WHAT THE TASK REQUIRES: Can you copy out every entry below, requests included, shifting each answer point by adding 89 to both of its pixel coordinates while leaving the sample coordinates in the requests unchanged?

STORED ROWS:
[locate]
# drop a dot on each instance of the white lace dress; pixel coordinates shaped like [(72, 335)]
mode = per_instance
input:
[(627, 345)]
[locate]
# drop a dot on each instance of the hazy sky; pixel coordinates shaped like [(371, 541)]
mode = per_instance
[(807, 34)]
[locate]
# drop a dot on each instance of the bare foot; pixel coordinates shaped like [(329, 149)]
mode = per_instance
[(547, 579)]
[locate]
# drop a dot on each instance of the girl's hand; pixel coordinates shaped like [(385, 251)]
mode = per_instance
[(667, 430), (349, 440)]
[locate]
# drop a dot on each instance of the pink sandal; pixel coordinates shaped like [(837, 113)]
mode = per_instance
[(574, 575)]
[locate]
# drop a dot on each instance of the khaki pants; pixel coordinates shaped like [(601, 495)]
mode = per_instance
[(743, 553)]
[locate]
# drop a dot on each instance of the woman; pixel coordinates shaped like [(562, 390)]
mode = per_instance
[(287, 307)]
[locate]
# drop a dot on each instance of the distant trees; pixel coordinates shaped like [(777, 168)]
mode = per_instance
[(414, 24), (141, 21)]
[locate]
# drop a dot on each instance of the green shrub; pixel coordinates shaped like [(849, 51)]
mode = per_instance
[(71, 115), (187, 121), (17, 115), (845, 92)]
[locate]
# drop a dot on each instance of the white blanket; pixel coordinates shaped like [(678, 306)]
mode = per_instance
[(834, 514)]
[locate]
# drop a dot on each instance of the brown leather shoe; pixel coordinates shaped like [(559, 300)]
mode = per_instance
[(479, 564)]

SOLUTION FOR THIS PROBLEM:
[locate]
# drop a dot on each instance of the white lace dress; pixel coordinates shaped like [(72, 335)]
mode = per_instance
input:
[(716, 434)]
[locate]
# drop a dot on each instance of the hazy sky; pixel coordinates shaped like [(371, 541)]
mode = per_instance
[(896, 123)]
[locate]
# drop a dot on each instance of the bare foot; pixel coordinates shaped like [(329, 149)]
mode = per_instance
[(636, 668)]
[locate]
# drop a dot on each instance of the girl's hand; pixel coordinates shaped like [(385, 251)]
mode = per_instance
[(756, 519), (438, 529)]
[locate]
# drop a dot on each instance of the pink sandal; pixel coordinates shaped like [(837, 113)]
mode = per_instance
[(663, 664)]
[locate]
# drop a dot on each instance of the khaki pants; pixel coordinates shaped like [(601, 495)]
mode = per_instance
[(832, 642)]
[locate]
# drop a dot on each instance of the woman; pixel coordinates shaped like [(562, 390)]
mode = per_instance
[(376, 396)]
[locate]
# drop a dot on each instance of the distant trees; pixel coordinates shaped like [(777, 168)]
mode = per_instance
[(503, 113), (230, 110)]
[locate]
# drop a dot on each instance of the green shrub; pixel coordinates shaped like [(849, 51)]
mode = per_instance
[(160, 204), (276, 210), (106, 204), (934, 181)]
[locate]
# drop a dot on each instance of the white blanket; pixel coordinates shaped like [(678, 306)]
mode = per_instance
[(923, 603)]
[locate]
# drop a dot on each instance of the brown leather shoe; pixel coordinates shaped like [(559, 300)]
mode = per_instance
[(568, 653)]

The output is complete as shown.